PASSAGE TO READ >>
————

Shares of cannabis grower Tilray Inc. (NASDAQ: TLRY) have dropped by about 57.3% over the past year. While Canadian pot growers continue to wait for the United States to remove marijuana from the nation’s list of dangerous drugs, they have run into problems of oversupply, falling prices and the strong U.S. dollar. Tilray, the largest Canadian firm, with a market cap of around $1.8 billion, has been diversifying by acquiring craft brewers and expanding in international markets. The company reports results first thing Friday morning.

Of 20 analysts covering the stock, 13 have a Hold rating and four rate the shares at Buy. At a share price of $3.00, the upside potential to the median price target of $4.00 is 33.3%. At the high price target of $12.00, the upside potential is 300%.


For Tilray’s first quarter of fiscal 2023, analysts are looking for revenue of $157.78 million, up 2.9% sequentially but down 6.1% year over year. Analysts expect the company to post a loss per share of $0.07, flat sequentially and year over year. For the full fiscal year ending in May, analysts forecast a loss per share of $0.23, compared to last year’s loss per share of $0.31. Full-year sales are expected to rise by 5.6% to $663.57 million.

Tilray is not expected to post a profit in 2023, 2024 or 2025. The company’s sales to enterprise value multiple is 3.2 times in 2023, 2.7 times in 2024 and 2.4 times in 2025. The stock’s 52-week range is $2.65 to $113.95. Tilray does not pay a dividend, and the total return to shareholders last year was negative 72.1%.

————

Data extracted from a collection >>
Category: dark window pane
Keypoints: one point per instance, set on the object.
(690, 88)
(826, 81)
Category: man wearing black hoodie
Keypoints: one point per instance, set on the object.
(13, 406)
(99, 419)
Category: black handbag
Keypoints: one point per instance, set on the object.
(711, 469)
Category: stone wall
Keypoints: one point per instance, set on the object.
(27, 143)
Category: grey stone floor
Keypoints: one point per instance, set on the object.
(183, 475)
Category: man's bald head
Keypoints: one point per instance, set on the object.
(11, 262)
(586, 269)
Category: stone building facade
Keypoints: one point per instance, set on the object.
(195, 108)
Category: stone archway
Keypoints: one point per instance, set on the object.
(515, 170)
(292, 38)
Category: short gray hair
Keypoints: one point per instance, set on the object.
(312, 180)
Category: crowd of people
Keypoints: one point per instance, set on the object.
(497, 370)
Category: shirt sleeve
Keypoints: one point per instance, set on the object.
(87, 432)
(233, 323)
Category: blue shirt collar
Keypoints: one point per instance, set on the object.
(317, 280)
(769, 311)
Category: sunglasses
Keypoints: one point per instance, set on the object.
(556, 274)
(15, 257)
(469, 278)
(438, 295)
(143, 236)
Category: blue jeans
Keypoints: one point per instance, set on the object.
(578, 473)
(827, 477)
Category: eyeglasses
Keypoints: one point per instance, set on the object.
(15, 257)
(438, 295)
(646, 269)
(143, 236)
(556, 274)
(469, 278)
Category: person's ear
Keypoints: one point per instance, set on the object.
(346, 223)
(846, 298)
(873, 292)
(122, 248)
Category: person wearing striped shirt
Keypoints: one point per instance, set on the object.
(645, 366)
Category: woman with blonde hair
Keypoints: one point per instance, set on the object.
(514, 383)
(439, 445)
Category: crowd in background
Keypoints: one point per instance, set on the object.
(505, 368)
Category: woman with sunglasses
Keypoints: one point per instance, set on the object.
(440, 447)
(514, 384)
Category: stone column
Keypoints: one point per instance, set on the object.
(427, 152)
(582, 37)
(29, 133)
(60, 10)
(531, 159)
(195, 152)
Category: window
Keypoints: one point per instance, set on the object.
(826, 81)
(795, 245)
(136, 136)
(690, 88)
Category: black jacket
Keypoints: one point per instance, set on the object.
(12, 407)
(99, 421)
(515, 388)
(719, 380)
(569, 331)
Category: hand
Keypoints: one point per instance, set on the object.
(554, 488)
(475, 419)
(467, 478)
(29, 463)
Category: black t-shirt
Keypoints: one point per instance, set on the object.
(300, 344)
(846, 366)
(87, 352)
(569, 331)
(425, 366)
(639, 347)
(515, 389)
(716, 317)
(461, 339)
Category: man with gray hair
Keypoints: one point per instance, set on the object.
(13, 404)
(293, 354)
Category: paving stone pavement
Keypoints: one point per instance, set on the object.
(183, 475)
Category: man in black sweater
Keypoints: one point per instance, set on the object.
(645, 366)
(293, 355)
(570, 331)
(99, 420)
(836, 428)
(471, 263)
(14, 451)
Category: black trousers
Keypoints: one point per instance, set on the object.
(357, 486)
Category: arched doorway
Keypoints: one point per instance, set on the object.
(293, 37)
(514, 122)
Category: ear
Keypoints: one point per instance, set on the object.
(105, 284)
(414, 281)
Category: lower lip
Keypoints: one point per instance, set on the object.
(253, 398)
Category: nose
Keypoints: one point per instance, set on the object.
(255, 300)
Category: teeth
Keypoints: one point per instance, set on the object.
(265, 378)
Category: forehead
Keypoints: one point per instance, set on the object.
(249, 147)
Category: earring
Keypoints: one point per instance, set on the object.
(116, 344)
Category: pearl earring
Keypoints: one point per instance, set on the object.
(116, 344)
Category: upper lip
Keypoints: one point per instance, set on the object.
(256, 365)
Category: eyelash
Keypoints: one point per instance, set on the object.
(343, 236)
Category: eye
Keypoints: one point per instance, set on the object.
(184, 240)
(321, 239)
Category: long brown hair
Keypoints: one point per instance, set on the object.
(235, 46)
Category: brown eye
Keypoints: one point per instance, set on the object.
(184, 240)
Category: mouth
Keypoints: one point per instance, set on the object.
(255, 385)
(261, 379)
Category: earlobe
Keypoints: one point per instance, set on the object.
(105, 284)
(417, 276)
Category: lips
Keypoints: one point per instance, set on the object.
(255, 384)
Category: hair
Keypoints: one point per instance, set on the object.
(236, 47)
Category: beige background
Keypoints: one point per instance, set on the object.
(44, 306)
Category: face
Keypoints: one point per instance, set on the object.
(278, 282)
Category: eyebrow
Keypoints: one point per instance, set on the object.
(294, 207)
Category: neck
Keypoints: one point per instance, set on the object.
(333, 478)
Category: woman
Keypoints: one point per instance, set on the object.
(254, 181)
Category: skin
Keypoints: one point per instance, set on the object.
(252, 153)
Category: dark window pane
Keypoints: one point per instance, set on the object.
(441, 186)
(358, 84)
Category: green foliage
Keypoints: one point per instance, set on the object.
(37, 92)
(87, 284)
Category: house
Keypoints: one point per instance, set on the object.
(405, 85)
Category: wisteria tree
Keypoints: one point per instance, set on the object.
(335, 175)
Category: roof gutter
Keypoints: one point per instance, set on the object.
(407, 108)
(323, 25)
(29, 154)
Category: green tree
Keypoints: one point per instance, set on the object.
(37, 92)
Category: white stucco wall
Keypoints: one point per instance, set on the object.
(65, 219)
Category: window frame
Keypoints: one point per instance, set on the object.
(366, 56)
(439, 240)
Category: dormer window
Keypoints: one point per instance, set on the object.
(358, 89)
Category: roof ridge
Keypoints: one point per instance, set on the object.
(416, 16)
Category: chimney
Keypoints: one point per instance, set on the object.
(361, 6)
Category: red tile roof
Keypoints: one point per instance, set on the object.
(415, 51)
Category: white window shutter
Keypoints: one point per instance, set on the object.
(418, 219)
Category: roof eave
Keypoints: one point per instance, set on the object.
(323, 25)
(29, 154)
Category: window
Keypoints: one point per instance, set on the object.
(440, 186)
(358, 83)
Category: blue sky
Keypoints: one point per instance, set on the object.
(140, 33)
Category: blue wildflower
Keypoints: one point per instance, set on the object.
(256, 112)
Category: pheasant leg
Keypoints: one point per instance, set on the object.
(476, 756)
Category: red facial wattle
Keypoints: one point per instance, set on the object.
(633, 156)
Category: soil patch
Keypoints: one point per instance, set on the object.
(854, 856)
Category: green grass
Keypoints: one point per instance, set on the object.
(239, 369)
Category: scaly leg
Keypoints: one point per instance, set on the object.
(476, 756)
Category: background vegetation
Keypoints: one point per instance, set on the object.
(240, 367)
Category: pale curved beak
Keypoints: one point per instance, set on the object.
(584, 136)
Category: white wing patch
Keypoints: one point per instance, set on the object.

————

TASKS TO COMPLETE >>
a – In the Tilray article, how many of the 20 analysts covering the stock rate the shares at Buy?
b – Rewrite the paragraph of the Tilray article beginning "For Tilray’s first quarter of fiscal 2023" as a short bulleted list that keeps its main figures.

ANSWERS TO THE EXERCISES >>
a – Four

b –
- First-quarter fiscal 2023 revenue: $157.78 million expected, up 2.9% sequentially and down 6.1% year over year.
- First-quarter loss per share: $0.07 expected, flat sequentially and year over year.
- Full fiscal year ending in May, loss per share: $0.23 forecast, compared with $0.31 last year.
- Full-year sales: expected to rise 5.6% to $663.57 million.